Transcribe everything in the operating system notes from "1. The shell" down to "by calling wait()", keeping every character unchanged.

--- Text segment ---

..........

1. The shell finds where the executable is in the file system

2. Calls fork() to create a new child process to run the command

3. Calls some variants of exec() to run the command

4. Waits for the command to complete by calling wait()

5. Child completes, the shell returns from wait() and prints out a prompt, ready for the next command

   • The separation of fork and exec enables features like input/output redirection, pipes, and other cool features,

     • Redirection is easily implemented by closing the stdout and open the target file before calling exec() with the desired command → all output gets directed to the file instead of the screen

     • Same with pipes, only that the output is connected to an in-kernel pipe (i.e., queue) and the input of another process is connected to that same pipe

   • The OS has a notion of user

     • Allows multiple users onto the system

     • Ensures users can only control their own processes

     • A superuser can control all processes

   • Useful utilities: ps, top, kill, killall

   • Homework takeaway: process tree

     • OSes often create one or a few initial processes to get things going; on Unix, for example, the initial process is called init which spawns other processes as the system runs

     • When a parent process exits before its children, the children reparent to either the init process or the local parent

     • Don’t share address space — Forked processes are given a copy of the address space of their parents. Changes made to variables in the forked process do not affect their counterparts in the parent’s since they are in different memory spaces

     • Share file descriptors — Forked processes share file descriptors previously opened by their parents before forking. Both can write concurrently to the file descriptors

   • Chapter 6: Mechanism: Limited Direct Execution

• Direct execution means running the program directly on the CPU → performant

• Problems with this approach

  • Cannot control what the program does while still running it efficiently

  • While it’s running how do we suspend it to switch to another process? (i.e., implementing the time sharing required to virtualize the CPU)

• Restricted operations

• Introduce a new processor mode: user mode

  • Code that runs in this mode has restricted capabilities

  • E.g., when running in user mode, a process can’t issue I/O request; doing so makes the processor raises an exception, the OS would then likely kill the process

• Contrast is kernel mode

  • OS (or kernel) runs in this mode

  • Can do what it likes (I/O requests, executing restricted instructions, etc.)

..........

--- Data lines ---

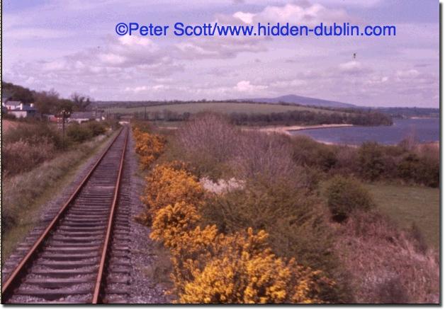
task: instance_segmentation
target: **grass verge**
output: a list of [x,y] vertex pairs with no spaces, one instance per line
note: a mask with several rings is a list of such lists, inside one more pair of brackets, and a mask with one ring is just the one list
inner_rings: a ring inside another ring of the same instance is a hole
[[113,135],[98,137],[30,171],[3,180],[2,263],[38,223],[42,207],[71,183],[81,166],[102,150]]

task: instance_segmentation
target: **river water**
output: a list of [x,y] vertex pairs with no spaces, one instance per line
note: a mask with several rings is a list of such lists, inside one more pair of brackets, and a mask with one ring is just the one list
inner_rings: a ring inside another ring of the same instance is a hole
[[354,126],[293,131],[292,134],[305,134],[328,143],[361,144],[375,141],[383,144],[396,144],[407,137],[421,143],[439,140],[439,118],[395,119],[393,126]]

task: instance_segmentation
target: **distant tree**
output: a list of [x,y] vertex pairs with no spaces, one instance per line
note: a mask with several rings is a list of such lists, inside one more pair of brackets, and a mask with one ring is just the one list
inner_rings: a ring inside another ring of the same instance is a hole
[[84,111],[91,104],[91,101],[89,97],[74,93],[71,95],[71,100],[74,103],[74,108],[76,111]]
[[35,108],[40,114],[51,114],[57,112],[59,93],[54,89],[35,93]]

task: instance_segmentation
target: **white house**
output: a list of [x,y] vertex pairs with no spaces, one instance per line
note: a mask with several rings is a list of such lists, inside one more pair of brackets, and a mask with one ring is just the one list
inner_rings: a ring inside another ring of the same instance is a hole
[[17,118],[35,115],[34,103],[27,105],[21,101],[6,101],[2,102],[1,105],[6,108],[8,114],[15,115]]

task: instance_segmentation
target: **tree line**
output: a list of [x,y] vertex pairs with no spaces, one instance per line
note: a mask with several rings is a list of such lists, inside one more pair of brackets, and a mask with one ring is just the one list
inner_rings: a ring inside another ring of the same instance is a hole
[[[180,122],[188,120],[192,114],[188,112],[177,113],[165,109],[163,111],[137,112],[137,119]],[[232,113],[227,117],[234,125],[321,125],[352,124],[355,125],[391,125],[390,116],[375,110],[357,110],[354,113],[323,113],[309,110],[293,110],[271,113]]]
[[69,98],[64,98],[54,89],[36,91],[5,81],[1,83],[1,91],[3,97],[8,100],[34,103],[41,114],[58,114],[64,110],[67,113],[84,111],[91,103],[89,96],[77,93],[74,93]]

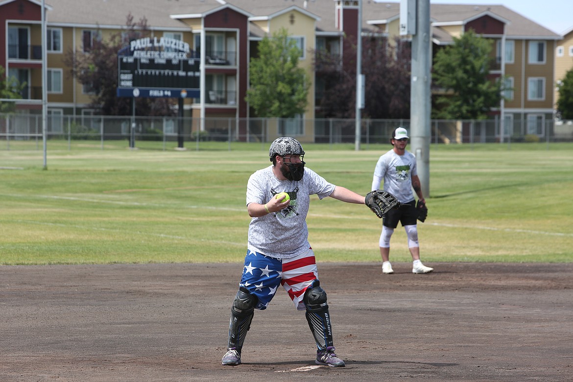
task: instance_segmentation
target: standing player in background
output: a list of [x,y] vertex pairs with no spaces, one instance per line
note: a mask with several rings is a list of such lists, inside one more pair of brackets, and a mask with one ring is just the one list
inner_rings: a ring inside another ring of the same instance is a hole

..........

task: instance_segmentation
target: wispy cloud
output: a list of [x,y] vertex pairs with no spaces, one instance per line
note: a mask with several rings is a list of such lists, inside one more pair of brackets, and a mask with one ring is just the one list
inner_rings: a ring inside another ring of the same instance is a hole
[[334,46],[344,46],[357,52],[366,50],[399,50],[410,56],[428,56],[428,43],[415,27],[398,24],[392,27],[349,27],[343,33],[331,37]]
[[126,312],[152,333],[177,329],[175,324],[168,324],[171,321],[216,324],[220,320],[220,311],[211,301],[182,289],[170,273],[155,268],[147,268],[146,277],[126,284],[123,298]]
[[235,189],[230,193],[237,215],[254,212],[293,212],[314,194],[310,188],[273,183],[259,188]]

..........

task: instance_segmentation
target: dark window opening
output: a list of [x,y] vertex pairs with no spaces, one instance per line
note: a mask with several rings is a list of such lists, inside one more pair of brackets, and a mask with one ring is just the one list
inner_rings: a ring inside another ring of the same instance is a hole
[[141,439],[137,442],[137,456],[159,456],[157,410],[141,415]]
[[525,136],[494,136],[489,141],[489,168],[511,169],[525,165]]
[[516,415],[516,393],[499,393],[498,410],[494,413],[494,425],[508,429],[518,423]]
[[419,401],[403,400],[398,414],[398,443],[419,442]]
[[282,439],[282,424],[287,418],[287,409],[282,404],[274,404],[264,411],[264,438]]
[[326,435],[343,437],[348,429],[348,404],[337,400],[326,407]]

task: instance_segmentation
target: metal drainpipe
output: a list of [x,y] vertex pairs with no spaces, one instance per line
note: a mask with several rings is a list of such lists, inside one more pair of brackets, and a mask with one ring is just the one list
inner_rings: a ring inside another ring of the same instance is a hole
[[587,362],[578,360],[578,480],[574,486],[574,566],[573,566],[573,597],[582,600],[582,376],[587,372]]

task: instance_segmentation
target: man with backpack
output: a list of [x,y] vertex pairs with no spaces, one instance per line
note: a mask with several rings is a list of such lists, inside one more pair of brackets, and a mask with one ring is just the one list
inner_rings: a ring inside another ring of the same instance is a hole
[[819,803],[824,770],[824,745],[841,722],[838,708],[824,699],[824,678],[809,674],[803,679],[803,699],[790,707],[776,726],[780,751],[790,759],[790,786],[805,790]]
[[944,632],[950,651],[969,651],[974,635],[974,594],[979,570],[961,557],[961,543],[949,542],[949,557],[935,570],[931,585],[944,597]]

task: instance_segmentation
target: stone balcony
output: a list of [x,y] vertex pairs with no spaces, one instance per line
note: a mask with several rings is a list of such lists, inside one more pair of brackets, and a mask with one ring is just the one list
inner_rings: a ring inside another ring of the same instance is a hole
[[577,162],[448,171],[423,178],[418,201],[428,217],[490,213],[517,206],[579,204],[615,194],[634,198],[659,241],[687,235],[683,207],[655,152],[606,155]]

..........

--- The output ---
1. The shell finds where the executable is in the file system

2. Calls fork() to create a new child process to run the command

3. Calls some variants of exec() to run the command

4. Waits for the command to complete by calling wait()